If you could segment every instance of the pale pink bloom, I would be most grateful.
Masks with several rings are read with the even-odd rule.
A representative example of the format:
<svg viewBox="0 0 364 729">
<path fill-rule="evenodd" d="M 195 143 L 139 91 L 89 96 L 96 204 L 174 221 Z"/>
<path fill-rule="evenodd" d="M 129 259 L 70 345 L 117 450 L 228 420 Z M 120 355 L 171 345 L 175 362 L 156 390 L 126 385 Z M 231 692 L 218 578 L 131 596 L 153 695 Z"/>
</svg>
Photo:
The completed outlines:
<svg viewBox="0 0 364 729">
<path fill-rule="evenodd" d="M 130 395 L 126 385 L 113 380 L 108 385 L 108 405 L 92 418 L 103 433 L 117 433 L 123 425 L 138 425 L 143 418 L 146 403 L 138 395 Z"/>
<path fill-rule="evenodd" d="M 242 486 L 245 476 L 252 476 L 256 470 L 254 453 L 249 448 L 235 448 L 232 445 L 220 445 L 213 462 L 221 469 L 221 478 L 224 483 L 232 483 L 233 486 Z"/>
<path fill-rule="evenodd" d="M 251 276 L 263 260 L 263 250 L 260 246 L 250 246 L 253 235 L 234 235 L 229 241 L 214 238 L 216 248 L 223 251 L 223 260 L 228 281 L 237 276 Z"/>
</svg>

*-*-*

Brief: Could you format every line of the records above as a JSON list of strings, with one string per line and any blank lines left out?

Solution to the problem:
[
  "If you could segment every instance of the pale pink bloom, I would be most grateful.",
  "Masks with several rings are read with the even-odd rule.",
  "A representative example of the format:",
  "<svg viewBox=\"0 0 364 729\">",
  "<path fill-rule=\"evenodd\" d=\"M 195 143 L 139 91 L 89 96 L 96 204 L 174 221 Z\"/>",
  "<path fill-rule=\"evenodd\" d=\"M 129 259 L 70 345 L 117 450 L 228 420 Z M 120 355 L 171 345 L 175 362 L 156 390 L 126 385 Z M 231 692 L 218 578 L 131 596 L 153 695 Z\"/>",
  "</svg>",
  "Photo:",
  "The completed outlines:",
  "<svg viewBox=\"0 0 364 729\">",
  "<path fill-rule=\"evenodd\" d=\"M 130 395 L 126 385 L 113 380 L 108 385 L 108 405 L 92 418 L 103 433 L 117 433 L 123 425 L 138 425 L 143 418 L 146 403 L 138 395 Z\"/>",
  "<path fill-rule=\"evenodd\" d=\"M 242 486 L 245 476 L 252 476 L 256 470 L 254 453 L 249 448 L 235 448 L 232 445 L 220 445 L 213 462 L 221 469 L 221 478 L 224 483 L 232 483 L 233 486 Z\"/>",
  "<path fill-rule=\"evenodd\" d=\"M 251 276 L 263 260 L 263 250 L 260 246 L 250 246 L 253 235 L 234 235 L 229 241 L 214 238 L 216 248 L 223 251 L 223 260 L 228 281 L 237 276 Z\"/>",
  "</svg>"
]